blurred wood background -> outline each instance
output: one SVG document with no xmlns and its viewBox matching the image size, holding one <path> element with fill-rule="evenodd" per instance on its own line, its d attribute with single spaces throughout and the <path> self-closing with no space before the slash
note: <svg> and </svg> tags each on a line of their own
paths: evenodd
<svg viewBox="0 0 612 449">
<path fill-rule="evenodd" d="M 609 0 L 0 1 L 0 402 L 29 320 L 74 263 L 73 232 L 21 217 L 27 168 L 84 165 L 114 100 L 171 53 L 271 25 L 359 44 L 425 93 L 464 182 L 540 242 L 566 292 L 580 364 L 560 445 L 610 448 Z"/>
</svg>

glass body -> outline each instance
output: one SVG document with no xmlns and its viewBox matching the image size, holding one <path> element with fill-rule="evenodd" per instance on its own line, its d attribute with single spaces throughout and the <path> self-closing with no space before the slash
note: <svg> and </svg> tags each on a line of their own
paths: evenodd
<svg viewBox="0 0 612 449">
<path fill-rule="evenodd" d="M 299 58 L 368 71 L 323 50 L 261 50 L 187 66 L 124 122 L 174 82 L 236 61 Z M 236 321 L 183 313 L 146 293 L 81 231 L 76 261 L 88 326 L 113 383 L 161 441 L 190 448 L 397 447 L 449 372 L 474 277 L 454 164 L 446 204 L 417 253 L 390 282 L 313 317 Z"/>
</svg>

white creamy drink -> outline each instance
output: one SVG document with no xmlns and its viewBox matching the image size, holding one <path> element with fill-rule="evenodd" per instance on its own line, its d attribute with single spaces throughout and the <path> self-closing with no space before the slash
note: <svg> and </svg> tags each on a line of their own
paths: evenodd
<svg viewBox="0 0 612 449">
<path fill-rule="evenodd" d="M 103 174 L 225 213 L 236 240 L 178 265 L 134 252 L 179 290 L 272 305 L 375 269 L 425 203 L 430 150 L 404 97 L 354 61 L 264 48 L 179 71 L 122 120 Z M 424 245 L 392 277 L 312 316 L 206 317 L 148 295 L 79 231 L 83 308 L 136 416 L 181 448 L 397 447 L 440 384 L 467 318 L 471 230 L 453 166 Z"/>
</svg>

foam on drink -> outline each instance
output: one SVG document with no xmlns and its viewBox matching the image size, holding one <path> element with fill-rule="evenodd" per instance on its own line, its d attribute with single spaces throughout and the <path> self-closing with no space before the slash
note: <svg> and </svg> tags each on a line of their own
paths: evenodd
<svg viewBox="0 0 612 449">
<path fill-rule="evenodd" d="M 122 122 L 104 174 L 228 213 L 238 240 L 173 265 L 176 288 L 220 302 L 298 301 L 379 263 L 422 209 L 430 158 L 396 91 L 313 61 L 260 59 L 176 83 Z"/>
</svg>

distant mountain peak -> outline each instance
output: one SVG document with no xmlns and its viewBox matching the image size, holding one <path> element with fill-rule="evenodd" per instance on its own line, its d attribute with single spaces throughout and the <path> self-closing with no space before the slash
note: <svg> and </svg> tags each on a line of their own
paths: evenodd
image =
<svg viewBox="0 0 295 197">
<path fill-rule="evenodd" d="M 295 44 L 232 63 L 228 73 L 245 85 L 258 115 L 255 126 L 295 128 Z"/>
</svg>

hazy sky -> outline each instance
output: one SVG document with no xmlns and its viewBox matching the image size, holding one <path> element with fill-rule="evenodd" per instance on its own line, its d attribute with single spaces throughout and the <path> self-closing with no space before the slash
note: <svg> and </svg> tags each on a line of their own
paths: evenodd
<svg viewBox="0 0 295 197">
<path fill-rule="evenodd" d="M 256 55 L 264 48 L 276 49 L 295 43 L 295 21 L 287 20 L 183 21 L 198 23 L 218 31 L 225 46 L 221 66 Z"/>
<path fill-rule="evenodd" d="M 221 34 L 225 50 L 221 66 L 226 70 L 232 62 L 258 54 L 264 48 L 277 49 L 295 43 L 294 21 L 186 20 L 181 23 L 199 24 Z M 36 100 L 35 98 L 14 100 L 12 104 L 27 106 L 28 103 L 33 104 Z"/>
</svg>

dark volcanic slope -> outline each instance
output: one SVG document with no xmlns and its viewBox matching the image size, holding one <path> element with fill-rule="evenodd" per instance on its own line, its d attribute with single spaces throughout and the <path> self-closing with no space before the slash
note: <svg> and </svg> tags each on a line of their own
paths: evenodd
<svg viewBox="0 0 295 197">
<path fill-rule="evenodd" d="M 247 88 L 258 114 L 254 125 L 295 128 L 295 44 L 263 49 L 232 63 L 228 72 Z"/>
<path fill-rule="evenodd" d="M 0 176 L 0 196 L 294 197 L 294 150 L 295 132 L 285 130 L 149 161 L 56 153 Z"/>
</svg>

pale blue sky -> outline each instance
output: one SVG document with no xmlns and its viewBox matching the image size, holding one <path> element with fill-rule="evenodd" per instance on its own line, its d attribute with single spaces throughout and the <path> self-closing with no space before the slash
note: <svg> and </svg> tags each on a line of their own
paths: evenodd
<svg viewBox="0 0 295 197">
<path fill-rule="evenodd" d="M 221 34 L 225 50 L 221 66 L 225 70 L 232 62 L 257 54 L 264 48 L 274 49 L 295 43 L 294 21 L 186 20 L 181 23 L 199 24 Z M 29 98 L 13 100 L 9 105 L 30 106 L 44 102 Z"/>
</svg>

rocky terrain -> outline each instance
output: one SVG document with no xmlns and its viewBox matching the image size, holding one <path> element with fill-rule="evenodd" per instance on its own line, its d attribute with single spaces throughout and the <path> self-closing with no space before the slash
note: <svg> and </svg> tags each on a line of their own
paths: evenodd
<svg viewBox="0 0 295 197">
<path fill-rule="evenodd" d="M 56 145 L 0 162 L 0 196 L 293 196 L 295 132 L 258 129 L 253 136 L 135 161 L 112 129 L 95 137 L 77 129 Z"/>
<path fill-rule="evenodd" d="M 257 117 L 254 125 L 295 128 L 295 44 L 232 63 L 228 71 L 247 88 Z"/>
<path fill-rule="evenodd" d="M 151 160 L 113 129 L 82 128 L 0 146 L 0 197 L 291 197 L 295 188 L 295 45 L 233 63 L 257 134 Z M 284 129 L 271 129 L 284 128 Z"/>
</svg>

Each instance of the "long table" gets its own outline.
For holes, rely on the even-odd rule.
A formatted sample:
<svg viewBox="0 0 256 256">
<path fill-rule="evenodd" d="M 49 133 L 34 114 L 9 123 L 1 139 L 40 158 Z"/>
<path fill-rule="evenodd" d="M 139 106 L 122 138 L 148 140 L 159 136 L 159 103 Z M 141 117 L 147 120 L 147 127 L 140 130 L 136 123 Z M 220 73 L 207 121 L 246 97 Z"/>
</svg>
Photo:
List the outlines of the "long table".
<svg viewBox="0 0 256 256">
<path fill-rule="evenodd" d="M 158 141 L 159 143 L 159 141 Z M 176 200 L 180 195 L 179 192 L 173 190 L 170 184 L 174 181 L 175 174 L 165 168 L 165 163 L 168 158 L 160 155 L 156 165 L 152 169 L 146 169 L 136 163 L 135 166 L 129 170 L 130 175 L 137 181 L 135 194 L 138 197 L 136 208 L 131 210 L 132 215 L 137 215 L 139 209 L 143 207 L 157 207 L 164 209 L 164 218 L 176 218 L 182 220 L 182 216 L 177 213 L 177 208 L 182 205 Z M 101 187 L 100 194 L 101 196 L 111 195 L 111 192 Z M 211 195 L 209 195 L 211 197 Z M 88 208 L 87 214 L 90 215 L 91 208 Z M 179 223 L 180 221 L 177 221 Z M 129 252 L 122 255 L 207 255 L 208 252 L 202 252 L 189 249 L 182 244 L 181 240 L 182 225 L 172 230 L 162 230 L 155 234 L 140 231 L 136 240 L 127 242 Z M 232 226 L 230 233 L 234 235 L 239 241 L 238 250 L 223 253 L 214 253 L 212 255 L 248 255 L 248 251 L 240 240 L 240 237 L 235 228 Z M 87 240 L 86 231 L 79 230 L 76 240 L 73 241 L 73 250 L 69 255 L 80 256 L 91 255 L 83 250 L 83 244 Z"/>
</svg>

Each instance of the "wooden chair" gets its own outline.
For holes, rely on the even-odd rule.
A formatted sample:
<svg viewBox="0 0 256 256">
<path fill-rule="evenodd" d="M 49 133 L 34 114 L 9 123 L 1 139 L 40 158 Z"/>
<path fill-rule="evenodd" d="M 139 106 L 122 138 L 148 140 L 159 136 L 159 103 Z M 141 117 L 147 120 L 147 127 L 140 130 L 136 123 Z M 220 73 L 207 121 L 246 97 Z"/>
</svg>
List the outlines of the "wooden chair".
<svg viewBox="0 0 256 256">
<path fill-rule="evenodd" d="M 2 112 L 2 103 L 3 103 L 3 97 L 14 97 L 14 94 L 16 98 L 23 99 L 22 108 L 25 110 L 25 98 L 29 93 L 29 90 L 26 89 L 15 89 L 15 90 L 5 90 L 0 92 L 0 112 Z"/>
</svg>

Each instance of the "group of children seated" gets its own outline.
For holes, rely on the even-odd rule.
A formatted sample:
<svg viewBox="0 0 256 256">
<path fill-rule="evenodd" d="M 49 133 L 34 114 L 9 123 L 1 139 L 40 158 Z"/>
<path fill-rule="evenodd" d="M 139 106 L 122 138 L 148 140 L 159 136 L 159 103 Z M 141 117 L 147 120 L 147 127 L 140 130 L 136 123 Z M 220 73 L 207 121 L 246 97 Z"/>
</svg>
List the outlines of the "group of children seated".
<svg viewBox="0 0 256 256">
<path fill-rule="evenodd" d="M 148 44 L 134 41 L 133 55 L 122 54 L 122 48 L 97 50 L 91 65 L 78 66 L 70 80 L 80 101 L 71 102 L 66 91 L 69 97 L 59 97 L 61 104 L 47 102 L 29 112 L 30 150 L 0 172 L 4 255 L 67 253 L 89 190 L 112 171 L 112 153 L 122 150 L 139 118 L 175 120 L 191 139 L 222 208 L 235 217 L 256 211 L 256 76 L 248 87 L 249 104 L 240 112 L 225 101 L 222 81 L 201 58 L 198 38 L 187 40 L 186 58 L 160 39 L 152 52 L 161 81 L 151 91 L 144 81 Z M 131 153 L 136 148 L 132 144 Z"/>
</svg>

What needs to be done: Copy the lines from the one containing "dark volcanic slope -> outline each instance" through the one containing "247 88 L 258", character for character.

Exercise solution:
dark volcanic slope -> outline each instance
output: one SVG document with no xmlns and its viewBox matching the image size, holding one <path> element with fill-rule="evenodd" per instance on its own line, its d attribute with single spaces throughout and the <path> self-closing with no space before the slash
note: <svg> and </svg> tags each on a line of their own
paths: evenodd
<svg viewBox="0 0 295 197">
<path fill-rule="evenodd" d="M 247 88 L 258 114 L 254 125 L 295 128 L 295 44 L 263 49 L 232 63 L 228 72 Z"/>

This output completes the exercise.